* **Document section**
================================
While people of the same ethnic and kinship ties from Myanmar keep arriving in small numbers both in Manipur and Mizoram there is no definite plan about their return. Their absorption into the two states would pose a problem of resources which are already scarce. India’s North Eastern states were not created on the basis of their economic viability. They were all created out of political exigencies. Hence unregulated population growth is problematic. However, there are ways of resolving these issues. Mizoram seems to be more transparent in handling the Myanmar refugees. Manipur does not seem to have a handle on this.
What is also problematic is the resistance by the Manipur government to devolve power to the Hill Areas Councils (HAC) and give them 6th Schedule status so that they have governance autonomy. From the very beginning the Government of Manipur has been playing fast and loose by not empowering the tribal councils and allowing them to plan out their development framework. Here the role of the 20 MLAs from the hill areas must also be questioned. For 21 years the hills had boycotted the elections to the Councils because they were not given adequate powers. This should have been a critical election agenda but it did not become a point of convergence for the hill tribes. Is this because the Naga, Kuki and other tribal MLAs cannot sit together in a show of solidarity that will challenge the Government in Imphal?
The recent intrusion of the Manipur Government into the forest lands of the Kuki tribes in a bid to turn them to reserved forests and wild life sanctuaries is also a sore point since the tribes believe they own the hills and forests. The Manipur Government also evicted the villagers of K Songjang village saying they were newly created villages much after the Indian Forest Act, of 1927 and its subsequent amendments.
There are also allegations that Chief Minister N Biren Singh wants to expand the area under marijuana cultivation with the intention of legalising it for medicinal and industrial use and to reduce drastically the area under poppy cultivation. In fact, the area under poppy cultivation in the hills has come down from 6742 acres in 2021 to 1,118 acres in 2022. That the drug lords of Manipur irrespective of ethnicities would be unhappy with this, goes without saying.
The hill tribes of Manipur have had an ongoing grouse against what they call the Meitei led government which invests the large part of its resources in the valley while the hills are left in the lurch with very little infrastructure and not even good roads. All major institutions of learning are based in Imphal. This governance deficit is sure to create animosity and a sense of deep frustration. Why do we wonder then when violence becomes the strategy of choice? Where do the tribals take their disaffection to? Who listens to them? Where are the conflict management platforms where they can at least voice their grievances and let out pressure?
It is in this context that schools, colleges and universities need to train their young ones to channelise their anger and frustration in a manner that they are able to get those grievances addressed without bloodshed, violence, killing and arson. It’s a high price to pay for the sole reason that the state has failed to create institutions of conflict management. Should we not work at this objective collectively instead of raving and ranting at each other? We are after all humans of the same origin; our allegiance to our ethnicities only serves our ego. Its time we learnt to have cross-community conversations. It’s the only way to a more liveable future.
================================
* **Information**
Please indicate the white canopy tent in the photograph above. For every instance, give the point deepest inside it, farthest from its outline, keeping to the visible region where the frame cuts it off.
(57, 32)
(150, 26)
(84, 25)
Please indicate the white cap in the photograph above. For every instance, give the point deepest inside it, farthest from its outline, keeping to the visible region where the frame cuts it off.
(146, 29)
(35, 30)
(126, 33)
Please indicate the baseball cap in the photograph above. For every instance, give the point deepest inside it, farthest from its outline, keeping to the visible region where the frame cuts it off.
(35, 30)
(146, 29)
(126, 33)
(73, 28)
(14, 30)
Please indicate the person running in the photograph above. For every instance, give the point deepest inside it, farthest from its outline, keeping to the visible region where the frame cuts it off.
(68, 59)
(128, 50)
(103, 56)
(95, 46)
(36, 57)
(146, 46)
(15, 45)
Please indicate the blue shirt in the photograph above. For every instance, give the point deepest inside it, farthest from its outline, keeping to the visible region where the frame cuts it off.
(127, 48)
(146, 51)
================================
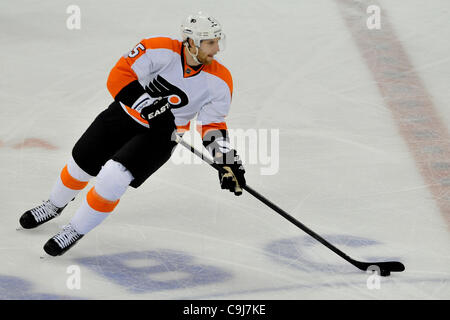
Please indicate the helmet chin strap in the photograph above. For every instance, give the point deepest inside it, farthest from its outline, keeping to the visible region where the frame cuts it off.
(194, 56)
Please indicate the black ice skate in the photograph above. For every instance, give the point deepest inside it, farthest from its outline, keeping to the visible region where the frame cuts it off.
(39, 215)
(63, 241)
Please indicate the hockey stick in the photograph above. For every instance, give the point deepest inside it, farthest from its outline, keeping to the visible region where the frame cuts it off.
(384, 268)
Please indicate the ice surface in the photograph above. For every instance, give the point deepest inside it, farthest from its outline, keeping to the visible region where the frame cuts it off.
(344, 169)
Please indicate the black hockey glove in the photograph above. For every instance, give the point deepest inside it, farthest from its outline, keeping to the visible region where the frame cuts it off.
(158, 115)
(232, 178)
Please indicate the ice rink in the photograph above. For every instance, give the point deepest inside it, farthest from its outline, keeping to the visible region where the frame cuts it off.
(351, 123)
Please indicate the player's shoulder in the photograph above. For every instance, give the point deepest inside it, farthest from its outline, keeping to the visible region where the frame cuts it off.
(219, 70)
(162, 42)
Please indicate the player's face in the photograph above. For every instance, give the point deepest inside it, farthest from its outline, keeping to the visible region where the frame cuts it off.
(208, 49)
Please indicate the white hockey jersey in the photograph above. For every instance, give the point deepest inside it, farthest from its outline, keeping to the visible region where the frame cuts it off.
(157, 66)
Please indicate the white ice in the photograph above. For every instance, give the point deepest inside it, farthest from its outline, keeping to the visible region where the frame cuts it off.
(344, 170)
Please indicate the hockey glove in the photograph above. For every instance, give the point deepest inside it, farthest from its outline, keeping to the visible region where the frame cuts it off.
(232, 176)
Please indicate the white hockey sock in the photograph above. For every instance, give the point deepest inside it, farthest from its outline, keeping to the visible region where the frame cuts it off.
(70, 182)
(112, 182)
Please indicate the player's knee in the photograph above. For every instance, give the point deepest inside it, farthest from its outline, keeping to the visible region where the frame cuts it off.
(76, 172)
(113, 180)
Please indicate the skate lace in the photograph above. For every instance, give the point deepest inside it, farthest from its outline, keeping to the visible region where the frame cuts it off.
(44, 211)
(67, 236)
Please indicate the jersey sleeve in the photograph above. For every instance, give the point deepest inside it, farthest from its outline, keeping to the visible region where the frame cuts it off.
================================
* **Work task 1**
Answer these questions using the text on Manipur:
(a) For how many years did the hills boycott the elections to the Councils?
(b) What was the area under poppy cultivation in the hills in 2021, and what was it in 2022?
(c) Where are all major institutions of learning based?
* **Work task 2**
Quote from the text on Manipur the stretch from "The recent intrusion" through "goes without saying.".

* **Task response 1**
(a) 21 years.
(b) 6742 acres in 2021 and 1,118 acres in 2022.
(c) Imphal.

* **Task response 2**
The recent intrusion of the Manipur Government into the forest lands of the Kuki tribes in a bid to turn them to reserved forests and wild life sanctuaries is also a sore point since the tribes believe they own the hills and forests. The Manipur Government also evicted the villagers of K Songjang village saying they were newly created villages much after the Indian Forest Act, of 1927 and its subsequent amendments.
There are also allegations that Chief Minister N Biren Singh wants to expand the area under marijuana cultivation with the intention of legalising it for medicinal and industrial use and to reduce drastically the area under poppy cultivation. In fact, the area under poppy cultivation in the hills has come down from 6742 acres in 2021 to 1,118 acres in 2022. That the drug lords of Manipur irrespective of ethnicities would be unhappy with this, goes without saying.